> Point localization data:
Start of Block

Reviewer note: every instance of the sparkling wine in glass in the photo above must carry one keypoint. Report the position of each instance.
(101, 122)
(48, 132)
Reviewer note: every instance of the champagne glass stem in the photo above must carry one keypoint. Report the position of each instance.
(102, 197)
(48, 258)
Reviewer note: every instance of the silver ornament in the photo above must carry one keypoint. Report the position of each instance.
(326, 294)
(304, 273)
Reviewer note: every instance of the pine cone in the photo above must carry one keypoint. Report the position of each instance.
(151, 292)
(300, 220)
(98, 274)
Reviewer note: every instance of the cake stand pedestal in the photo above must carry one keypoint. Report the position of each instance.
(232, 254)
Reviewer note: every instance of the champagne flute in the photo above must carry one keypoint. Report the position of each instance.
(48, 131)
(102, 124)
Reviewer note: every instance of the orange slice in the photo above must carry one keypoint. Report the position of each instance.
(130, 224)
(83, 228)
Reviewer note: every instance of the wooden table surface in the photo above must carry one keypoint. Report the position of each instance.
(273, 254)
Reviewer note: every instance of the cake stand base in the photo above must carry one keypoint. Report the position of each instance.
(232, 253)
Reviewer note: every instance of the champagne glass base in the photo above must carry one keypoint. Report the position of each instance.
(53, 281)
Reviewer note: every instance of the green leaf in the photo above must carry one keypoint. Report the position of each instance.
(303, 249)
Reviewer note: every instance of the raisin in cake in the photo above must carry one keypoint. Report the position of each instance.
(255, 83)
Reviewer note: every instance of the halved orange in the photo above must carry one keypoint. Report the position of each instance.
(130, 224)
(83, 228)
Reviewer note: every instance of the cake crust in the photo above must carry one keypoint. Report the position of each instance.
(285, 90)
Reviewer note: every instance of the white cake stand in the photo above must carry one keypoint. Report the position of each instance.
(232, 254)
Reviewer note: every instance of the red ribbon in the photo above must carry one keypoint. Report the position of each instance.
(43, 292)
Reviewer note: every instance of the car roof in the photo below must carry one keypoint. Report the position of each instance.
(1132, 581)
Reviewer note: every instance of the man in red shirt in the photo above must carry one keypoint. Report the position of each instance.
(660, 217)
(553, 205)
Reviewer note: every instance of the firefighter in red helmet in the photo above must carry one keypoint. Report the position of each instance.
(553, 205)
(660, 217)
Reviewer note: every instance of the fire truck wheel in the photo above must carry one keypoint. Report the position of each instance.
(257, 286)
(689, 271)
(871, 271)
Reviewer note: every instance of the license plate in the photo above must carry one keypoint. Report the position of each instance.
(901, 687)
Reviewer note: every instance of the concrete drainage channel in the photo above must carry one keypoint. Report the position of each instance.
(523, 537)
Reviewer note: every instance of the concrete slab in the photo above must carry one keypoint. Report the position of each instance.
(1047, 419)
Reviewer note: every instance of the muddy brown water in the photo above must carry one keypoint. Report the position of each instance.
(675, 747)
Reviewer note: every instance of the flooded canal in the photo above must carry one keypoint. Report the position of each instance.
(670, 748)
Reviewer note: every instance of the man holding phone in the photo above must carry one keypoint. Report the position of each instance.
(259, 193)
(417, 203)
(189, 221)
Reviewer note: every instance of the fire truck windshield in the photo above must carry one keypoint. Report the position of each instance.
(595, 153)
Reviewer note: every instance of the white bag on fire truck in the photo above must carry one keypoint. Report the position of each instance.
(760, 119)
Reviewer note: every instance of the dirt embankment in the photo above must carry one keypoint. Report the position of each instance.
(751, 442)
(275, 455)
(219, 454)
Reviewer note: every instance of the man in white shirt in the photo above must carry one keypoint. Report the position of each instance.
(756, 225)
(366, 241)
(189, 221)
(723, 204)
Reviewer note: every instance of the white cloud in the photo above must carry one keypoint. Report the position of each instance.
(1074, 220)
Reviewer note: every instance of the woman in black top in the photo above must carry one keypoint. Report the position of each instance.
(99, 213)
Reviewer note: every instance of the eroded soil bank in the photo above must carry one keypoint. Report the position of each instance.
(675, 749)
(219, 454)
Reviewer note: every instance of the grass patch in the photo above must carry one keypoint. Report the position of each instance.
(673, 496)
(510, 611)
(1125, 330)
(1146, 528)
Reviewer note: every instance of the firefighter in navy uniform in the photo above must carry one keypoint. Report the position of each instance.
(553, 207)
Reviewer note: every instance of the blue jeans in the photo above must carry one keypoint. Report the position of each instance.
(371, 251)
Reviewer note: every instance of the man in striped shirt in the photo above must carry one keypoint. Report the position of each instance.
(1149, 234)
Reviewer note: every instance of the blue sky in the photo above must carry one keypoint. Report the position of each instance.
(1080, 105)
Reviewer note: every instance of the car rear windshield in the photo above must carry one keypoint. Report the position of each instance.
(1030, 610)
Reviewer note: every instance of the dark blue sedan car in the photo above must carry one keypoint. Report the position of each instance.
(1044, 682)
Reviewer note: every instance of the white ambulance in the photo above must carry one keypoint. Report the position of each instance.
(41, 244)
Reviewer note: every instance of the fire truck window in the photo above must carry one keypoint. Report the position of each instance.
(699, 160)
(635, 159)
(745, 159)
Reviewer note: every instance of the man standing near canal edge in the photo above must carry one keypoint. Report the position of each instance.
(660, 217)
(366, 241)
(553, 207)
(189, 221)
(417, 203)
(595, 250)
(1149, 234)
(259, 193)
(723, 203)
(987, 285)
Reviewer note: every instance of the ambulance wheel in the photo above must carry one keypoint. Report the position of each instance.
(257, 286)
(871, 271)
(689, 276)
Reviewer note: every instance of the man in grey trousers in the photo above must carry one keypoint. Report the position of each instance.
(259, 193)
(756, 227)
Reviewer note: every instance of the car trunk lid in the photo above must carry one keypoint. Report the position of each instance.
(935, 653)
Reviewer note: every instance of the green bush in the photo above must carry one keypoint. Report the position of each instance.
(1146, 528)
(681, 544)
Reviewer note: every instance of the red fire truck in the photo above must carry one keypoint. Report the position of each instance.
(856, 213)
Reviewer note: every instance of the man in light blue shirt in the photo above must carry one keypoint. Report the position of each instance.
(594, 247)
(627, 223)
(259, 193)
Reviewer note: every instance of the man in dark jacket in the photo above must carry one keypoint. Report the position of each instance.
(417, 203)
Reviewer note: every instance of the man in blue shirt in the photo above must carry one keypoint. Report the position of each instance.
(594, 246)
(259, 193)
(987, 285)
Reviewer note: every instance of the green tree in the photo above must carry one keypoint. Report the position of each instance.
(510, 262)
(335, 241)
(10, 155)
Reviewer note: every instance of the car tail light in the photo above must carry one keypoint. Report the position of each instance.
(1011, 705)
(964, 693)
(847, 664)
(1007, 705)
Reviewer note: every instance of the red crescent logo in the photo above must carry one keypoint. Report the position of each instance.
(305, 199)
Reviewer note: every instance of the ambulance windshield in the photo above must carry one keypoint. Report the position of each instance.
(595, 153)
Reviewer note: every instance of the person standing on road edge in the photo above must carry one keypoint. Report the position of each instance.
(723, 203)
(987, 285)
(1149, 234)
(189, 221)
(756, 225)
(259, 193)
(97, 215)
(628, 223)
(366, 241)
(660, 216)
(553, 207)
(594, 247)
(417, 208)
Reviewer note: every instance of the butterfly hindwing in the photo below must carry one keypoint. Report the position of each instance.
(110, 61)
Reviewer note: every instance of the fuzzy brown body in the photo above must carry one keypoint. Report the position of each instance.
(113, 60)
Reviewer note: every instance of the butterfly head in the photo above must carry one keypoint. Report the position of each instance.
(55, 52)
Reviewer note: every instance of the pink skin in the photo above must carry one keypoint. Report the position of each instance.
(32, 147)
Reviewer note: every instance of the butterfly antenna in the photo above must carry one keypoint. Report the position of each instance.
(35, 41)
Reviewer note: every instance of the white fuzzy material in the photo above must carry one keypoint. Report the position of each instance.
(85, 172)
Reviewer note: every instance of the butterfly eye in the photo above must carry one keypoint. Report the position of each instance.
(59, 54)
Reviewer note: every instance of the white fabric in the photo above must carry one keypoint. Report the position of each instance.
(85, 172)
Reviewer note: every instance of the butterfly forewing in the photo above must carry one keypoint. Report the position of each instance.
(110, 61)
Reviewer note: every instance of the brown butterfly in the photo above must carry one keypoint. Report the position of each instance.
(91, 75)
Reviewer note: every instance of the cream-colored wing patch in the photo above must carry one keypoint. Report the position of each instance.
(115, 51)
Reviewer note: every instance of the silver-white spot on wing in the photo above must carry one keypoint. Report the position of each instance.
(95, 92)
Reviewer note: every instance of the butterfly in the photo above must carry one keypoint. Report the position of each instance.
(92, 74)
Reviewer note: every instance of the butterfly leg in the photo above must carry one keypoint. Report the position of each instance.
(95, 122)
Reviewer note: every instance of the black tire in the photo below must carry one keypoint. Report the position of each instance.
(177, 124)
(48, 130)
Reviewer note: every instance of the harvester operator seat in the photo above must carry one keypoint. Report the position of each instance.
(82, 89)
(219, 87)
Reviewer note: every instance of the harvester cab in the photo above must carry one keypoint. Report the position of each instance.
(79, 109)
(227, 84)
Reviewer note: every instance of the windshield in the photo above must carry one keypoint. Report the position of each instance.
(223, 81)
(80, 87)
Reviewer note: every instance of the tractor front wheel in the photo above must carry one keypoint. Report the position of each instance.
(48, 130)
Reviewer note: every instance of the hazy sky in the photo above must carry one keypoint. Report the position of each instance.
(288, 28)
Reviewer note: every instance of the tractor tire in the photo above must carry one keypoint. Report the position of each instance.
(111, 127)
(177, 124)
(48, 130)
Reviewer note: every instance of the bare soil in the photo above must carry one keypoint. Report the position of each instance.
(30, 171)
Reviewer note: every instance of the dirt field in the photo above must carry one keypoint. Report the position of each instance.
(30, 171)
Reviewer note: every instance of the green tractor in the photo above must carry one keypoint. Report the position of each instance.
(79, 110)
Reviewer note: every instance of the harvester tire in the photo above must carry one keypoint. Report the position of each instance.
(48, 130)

End of Block

Final part of the records: return the line that contains "Reviewer note: every instance of the dirt field" and every line after it, exactly, with no other lines added.

> RESULT OF THE TASK:
Reviewer note: every instance of the dirt field in the photo above must carry one keypoint. Report the position of each instance.
(30, 171)
Reviewer note: every instance of the green tractor in the photo above must carry one keypoint. Report the position of each instance.
(79, 110)
Reviewer note: every instance of the harvester tire in the photo above must carry one keypoint. Report the position of each instance.
(48, 130)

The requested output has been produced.